Excerpt to read ::

Hampshire WWII blind veteran receives medal for helping liberate France from the Nazis

Date
23 June 2016

A Second World War veteran from Hampshire has been awarded the Chevalier de l’Ordre National de la Legion d’Honneur for his part in the liberation of France on D-Day yesterday.

Ronald Cross MBE, 96 and from Gosport, was presented with the honour by French Consul Captain Francois Jean in a special ceremony on 22 June 2016. The presentation took place at the Blind Veterans UK Portsmouth reunion lunch held at the Royal Naval Club & Royal Albert Yacht Club.

Ronald Cross awarded the Chevalier de l’Ordre National de la Legion d’Honneur

Ron says: “I’m very proud to have received this medal and hugely grateful to Blind Veterans UK for arranging the presentation. It’s a great honour that we’re still remembered by the French government.

“This medal is not just for me, but for all the chaps who didn’t make it back.”

Colonel Mike Brooke OBE a Blind Veterans UK Trustee says: “It was a great honour to be there to see Ron presented with his Legion d’Honneur and I personally thanked him for his Service. We’re so proud of all of our veterans like Ron and it is only right that his Service is recognised with this prestigious French medal.”

Ron was born in Portsmouth in 1920, left school at 14 and completed a joiner’s apprenticeship at White’s Builders in Gosport where he built bungalows. He joined the Royal Engineers in August 1940 and, as part of the 79th Armoured Division, landed at H-Hour on D-Day.

He was in an AVRE (Armoured Vehicle Royal Engineers) Churchill tank and their job was to make sure that gaps could be made for tanks to come ashore and support the infantry.

Ron says: “I still remember it very clearly but definitely wouldn’t want to do it all again. The infantry had already landed by the time we arrived and we landed with the Regina Rifles from Canada.

“I was a demolition NCO and if things needed to be blown away it was my job to get out and do it.

“We were successful and, by 09:00, we hoisted a blue windsock which indicated that a gap was open for the next group to come in.”

Ron went on to complete three landings in Holland later in the war and was mentioned in dispatches after one of them. He was discharged as a Corporal in 1946, after which he returned to Gosport to work at Haslar Hospital as an Occupational Therapist for 37 years. He developed and built up the Occupational Therapy Department over a long career and received an MBE for his work at the hospital.

Ron’s vision started to deteriorate in 2009 and he was later diagnosed with age-related macular degeneration (ARMD). He began receiving support from the charity in 2012.

He says: “Once my sight started to get worse I thought that I should stop driving and went to my optometrist who said that I would have to stop. My sight has got worse steadily since then.

“Blind Veterans UK are marvellous. Three years ago I couldn’t write a letter anymore because my sight had got so bad. But I went on a Blind Veterans UK IT course and they have given me all the training and equipment I need to carry on. I have a special screen that magnifies what I write and software that reads it back to me.

“I can now send emails which is so important for keeping in touch with people like my grandchildren.”

Extracted information ::
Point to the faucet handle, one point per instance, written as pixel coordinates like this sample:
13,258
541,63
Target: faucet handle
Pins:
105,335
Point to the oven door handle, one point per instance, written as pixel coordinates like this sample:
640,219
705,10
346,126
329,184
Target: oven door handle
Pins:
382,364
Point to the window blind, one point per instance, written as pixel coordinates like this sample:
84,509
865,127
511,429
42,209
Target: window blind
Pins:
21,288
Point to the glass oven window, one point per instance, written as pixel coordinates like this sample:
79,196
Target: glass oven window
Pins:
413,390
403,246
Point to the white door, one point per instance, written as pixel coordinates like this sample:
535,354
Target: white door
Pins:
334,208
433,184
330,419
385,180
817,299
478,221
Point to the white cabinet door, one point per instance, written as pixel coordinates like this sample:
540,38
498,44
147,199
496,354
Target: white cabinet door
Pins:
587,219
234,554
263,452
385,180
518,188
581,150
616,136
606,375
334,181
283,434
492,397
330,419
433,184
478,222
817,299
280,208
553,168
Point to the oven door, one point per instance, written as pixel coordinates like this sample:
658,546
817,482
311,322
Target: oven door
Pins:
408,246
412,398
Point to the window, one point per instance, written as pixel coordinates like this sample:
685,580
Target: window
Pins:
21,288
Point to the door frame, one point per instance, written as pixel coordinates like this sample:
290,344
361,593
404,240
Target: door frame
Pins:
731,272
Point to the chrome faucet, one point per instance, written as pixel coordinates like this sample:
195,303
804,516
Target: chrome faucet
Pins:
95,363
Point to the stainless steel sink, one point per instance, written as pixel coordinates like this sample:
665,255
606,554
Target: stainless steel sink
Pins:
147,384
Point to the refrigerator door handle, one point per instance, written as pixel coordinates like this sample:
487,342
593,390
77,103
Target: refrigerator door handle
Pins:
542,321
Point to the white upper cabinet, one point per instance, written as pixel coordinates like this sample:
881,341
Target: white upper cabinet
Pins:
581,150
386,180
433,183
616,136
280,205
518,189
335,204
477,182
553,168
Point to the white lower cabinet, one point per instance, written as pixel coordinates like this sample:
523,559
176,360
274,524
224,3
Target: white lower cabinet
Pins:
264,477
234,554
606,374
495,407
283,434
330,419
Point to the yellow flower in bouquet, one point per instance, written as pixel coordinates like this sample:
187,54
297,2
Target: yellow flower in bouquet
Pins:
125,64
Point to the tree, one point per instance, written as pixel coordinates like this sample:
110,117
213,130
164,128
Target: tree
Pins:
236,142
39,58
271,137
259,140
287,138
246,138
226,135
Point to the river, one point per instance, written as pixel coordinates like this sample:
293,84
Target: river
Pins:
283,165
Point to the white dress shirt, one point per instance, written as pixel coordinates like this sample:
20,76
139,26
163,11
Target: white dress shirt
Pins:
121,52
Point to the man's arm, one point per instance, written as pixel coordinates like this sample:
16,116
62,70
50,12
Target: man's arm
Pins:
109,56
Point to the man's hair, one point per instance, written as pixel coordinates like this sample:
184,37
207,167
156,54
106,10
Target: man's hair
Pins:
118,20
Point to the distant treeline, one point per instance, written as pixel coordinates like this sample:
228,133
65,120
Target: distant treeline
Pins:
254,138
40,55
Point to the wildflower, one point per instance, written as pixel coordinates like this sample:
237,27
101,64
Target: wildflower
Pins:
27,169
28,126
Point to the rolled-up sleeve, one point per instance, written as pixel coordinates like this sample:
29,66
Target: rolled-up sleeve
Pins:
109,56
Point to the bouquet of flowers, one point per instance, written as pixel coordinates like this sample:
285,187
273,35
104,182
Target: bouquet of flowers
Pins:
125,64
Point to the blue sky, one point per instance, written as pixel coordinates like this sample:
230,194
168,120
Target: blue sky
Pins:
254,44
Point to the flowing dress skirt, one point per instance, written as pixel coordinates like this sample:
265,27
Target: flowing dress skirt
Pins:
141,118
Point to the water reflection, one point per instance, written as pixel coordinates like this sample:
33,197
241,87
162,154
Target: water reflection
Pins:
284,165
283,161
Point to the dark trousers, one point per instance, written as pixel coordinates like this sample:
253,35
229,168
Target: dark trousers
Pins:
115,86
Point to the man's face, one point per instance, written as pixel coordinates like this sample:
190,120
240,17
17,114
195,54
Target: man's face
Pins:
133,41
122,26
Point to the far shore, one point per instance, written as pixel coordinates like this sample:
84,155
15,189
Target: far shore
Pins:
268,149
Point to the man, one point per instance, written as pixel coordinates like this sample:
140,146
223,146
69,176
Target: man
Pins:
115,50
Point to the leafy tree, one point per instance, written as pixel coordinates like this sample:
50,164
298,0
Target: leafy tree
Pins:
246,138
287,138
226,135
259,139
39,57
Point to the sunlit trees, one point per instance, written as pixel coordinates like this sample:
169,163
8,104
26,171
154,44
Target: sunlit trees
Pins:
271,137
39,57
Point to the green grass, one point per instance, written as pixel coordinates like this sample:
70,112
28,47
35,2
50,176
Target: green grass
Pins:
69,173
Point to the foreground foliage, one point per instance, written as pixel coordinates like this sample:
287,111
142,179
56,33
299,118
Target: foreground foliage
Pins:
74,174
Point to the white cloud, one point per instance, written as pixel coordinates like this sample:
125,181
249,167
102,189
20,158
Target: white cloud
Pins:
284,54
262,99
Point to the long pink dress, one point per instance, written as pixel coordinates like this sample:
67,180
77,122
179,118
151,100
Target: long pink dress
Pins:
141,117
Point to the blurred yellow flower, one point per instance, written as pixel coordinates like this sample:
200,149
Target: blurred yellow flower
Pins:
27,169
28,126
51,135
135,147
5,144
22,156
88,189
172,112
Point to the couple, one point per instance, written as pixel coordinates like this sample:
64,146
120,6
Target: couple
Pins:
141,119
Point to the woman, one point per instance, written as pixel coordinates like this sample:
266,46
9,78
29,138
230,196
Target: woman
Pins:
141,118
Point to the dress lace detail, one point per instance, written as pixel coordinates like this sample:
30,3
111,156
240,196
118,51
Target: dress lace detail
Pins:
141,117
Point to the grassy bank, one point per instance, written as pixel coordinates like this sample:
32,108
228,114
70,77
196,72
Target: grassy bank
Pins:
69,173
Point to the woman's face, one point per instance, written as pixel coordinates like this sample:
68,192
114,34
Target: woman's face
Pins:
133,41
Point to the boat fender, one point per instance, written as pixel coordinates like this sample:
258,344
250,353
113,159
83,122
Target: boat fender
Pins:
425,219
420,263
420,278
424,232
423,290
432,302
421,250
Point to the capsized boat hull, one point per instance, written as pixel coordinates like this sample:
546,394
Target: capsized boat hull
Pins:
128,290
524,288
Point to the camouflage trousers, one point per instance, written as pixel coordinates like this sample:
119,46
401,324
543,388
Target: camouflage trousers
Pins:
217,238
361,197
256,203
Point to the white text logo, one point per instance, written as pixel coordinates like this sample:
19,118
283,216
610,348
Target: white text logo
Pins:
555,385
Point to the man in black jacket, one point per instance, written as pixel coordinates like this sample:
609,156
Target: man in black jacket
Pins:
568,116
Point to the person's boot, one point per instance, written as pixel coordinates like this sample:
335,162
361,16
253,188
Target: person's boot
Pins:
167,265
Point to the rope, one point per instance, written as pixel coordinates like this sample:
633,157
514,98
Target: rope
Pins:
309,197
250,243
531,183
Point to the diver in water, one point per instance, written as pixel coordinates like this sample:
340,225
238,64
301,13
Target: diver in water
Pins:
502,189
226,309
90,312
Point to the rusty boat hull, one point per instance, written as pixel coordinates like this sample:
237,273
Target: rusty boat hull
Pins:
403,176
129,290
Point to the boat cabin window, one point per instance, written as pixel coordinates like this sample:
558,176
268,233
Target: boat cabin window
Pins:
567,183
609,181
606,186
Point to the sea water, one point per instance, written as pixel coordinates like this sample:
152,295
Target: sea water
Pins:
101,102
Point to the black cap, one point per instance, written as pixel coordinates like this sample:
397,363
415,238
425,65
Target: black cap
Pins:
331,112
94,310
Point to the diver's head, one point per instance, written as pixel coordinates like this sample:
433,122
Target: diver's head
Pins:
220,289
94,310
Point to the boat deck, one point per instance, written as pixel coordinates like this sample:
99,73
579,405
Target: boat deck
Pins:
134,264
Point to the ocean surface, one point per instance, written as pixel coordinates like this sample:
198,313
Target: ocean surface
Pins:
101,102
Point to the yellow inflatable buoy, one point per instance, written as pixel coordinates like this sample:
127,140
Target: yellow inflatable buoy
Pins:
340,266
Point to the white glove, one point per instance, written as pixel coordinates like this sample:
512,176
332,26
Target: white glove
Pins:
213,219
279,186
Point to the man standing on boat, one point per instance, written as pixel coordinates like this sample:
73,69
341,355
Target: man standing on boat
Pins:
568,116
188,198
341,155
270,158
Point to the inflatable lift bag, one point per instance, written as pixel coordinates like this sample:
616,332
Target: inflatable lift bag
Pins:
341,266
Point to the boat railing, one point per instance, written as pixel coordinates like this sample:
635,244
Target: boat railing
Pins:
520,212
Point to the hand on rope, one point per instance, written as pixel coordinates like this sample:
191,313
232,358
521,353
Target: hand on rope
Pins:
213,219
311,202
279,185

Work instruction ::
From the article about the veteran's medal, extract the stretch from "Ron went on" through "charity in 2012.", copying it word for word. The lines that come after the article are separate material and have nothing to do with it.

Result ::
Ron went on to complete three landings in Holland later in the war and was mentioned in dispatches after one of them. He was discharged as a Corporal in 1946, after which he returned to Gosport to work at Haslar Hospital as an Occupational Therapist for 37 years. He developed and built up the Occupational Therapy Department over a long career and received an MBE for his work at the hospital.

Ron’s vision started to deteriorate in 2009 and he was later diagnosed with age-related macular degeneration (ARMD). He began receiving support from the charity in 2012.